WHAT TO DO: Rewrite the records below, replacing "point_to" with "locate_points" wherever it occurs and keeping everything else the same. Omit the pictures from your version.

DATASET CONTENT:
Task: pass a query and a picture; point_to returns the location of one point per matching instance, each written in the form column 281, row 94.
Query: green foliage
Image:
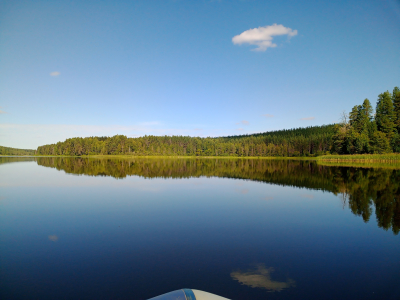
column 296, row 142
column 385, row 116
column 15, row 151
column 363, row 134
column 396, row 107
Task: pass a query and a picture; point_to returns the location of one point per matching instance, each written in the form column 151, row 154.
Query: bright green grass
column 392, row 157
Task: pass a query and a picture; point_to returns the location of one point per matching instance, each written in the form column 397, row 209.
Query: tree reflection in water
column 361, row 188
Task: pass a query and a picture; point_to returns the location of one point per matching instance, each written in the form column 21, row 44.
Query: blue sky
column 83, row 68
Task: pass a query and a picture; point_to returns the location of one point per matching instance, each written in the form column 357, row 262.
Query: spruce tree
column 396, row 105
column 385, row 116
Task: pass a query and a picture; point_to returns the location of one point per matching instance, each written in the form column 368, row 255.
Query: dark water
column 242, row 229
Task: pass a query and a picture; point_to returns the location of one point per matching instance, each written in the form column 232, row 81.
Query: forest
column 14, row 151
column 362, row 131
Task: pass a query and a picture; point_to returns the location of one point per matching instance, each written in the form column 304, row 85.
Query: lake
column 83, row 228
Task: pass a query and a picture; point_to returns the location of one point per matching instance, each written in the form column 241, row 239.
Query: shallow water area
column 85, row 228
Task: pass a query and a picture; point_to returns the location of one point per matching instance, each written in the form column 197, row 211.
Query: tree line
column 364, row 132
column 361, row 131
column 308, row 141
column 15, row 151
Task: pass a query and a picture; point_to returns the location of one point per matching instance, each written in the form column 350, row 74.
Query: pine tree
column 385, row 116
column 396, row 104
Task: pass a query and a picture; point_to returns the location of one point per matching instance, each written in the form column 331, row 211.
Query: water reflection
column 364, row 190
column 261, row 278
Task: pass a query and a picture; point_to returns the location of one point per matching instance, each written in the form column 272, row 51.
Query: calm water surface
column 242, row 229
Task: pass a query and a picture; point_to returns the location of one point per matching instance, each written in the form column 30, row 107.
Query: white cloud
column 262, row 36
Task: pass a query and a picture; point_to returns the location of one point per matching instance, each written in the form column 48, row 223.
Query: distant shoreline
column 356, row 158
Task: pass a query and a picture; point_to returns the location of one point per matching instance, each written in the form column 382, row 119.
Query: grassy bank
column 362, row 158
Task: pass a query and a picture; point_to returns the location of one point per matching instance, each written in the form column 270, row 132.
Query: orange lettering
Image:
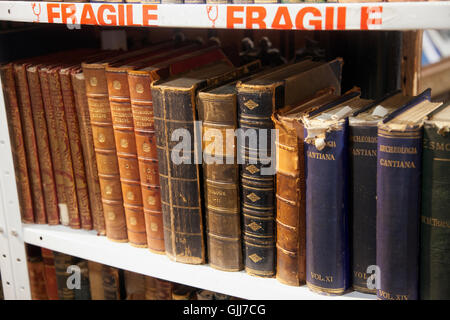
column 282, row 12
column 258, row 19
column 231, row 19
column 51, row 14
column 146, row 16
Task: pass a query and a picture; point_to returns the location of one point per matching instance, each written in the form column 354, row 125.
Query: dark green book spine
column 435, row 218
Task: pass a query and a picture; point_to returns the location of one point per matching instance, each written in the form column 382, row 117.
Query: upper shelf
column 301, row 16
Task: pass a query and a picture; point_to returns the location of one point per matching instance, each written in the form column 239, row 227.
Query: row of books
column 117, row 151
column 57, row 276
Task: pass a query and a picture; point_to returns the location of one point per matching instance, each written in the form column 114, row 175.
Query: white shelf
column 301, row 16
column 87, row 245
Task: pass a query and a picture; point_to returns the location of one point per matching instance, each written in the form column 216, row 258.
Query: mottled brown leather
column 17, row 143
column 87, row 144
column 43, row 146
column 30, row 143
column 105, row 149
column 76, row 149
column 62, row 129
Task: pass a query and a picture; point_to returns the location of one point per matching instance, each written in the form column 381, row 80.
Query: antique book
column 74, row 132
column 87, row 144
column 29, row 137
column 84, row 291
column 43, row 146
column 17, row 143
column 399, row 165
column 36, row 273
column 96, row 280
column 326, row 163
column 257, row 100
column 139, row 81
column 50, row 274
column 362, row 176
column 291, row 188
column 181, row 189
column 435, row 219
column 62, row 264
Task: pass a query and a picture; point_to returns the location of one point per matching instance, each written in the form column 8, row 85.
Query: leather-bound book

FULL OUTPUT:
Task: pass a query and a picture; locate_points returns the location of one point per matching instance, each written in the form column 281, row 94.
Query: green foliage
Image:
column 296, row 142
column 385, row 116
column 15, row 151
column 363, row 134
column 396, row 107
Task: pass a query and a picture; locate_points returns the location of one point per matching instance, each written in the form column 151, row 154.
Query: bright green grass
column 392, row 157
Task: pass a query and a picture; locate_points returns the location of one point per matching instance, each written in the form column 397, row 209.
Query: tree reflection in water
column 361, row 188
Task: pass a query and a picture; locate_points returns the location of one point per matching instance, each written in the form column 21, row 44.
Query: blue sky
column 83, row 68
Task: pass a query and a picture; locate_points returns the location of one point per matching instance, each written in the form column 357, row 262.
Query: spruce tree
column 396, row 105
column 385, row 116
Task: pass a query and a picture; locate_points returns the location of one point per matching instance, each written in the form column 368, row 255.
Query: dark water
column 242, row 229
Task: pass a query and a picture; locate_points returns the location of one point per matching instance, each written in the form column 232, row 81.
Query: forest
column 14, row 151
column 362, row 131
Task: pass a query and a picture; locate_points returns the location of one point per matching instance, each written in the form column 304, row 85.
Query: lake
column 83, row 228
Task: pass a query and a picture; locate_points returns the location of one point per matching instance, each written in the form column 241, row 239.
Query: shallow water area
column 85, row 228
Task: pass a query and a picture; locate_points returns the location of one point per matching instance, each written in the form column 197, row 211.
Query: tree line
column 364, row 132
column 361, row 131
column 308, row 141
column 15, row 151
Task: pass a query and a picture; locate_points returns the location of one point per matching instance, each written in the form column 350, row 74.
Query: pine tree
column 385, row 116
column 396, row 104
Task: pass a query and a picture; locate_points returns the location of one point per matching instance, each written in the form column 331, row 211.
Query: water reflection
column 364, row 190
column 261, row 278
Task: pass a query and a picture; locate_points returns the location of one point per matching instance, each written in the form column 272, row 51.
Query: calm water surface
column 242, row 229
Task: pass a query and a picture; locate_points returns the location of one point per matching instance, each written in the form column 30, row 107.
Query: white cloud
column 262, row 36
Task: pass a query and a picture; locate_points returns the location of one point per matching instance, each written in the form column 48, row 223.
Query: distant shoreline
column 356, row 158
Task: pass a query and a picture; locate_points returns the location of one point per matching instance, each written in the form column 382, row 119.
Query: grassy bank
column 362, row 158
Task: pass a query and a picture; locate_points returns the location of one point per matching instance, each written in the form column 270, row 132.
Query: orange lettering
Image:
column 282, row 12
column 258, row 19
column 231, row 19
column 51, row 14
column 146, row 16
Task: pass a query and a picture; locate_points returns the location of one point per matching instance, each written in the form column 354, row 125.
Query: dark green book spine
column 435, row 218
Task: pass a query and a picture; locate_points returns the location of one point per matching instance, each written in the form column 382, row 117.
Query: upper shelf
column 301, row 16
Task: pass a query and a picture; locate_points returns the location of one point per matching instance, each written in the form column 239, row 227.
Query: row of books
column 117, row 151
column 57, row 276
Task: pass a query and a picture; locate_points returns the location of one point per matching instance, each written in the form column 114, row 175.
Query: white shelf
column 301, row 16
column 87, row 245
Task: pass a query and a picture; locate_points returns the location of one point per matching instance, each written in the form column 216, row 258.
Query: mottled brown leather
column 17, row 143
column 87, row 144
column 43, row 146
column 30, row 143
column 105, row 149
column 76, row 149
column 62, row 129
Task: pass a query and a picture; locate_points returns the location of one point per matching instance, each written in the form column 381, row 80.
Query: antique book
column 74, row 132
column 87, row 144
column 29, row 137
column 84, row 291
column 43, row 146
column 17, row 143
column 399, row 165
column 36, row 273
column 96, row 280
column 326, row 163
column 257, row 100
column 139, row 81
column 50, row 274
column 362, row 176
column 291, row 188
column 181, row 189
column 435, row 219
column 62, row 264
Task: pass a query and a picture; locate_points returns the location of one point per matching instance, each written in the form column 8, row 85.
Query: leather-bound book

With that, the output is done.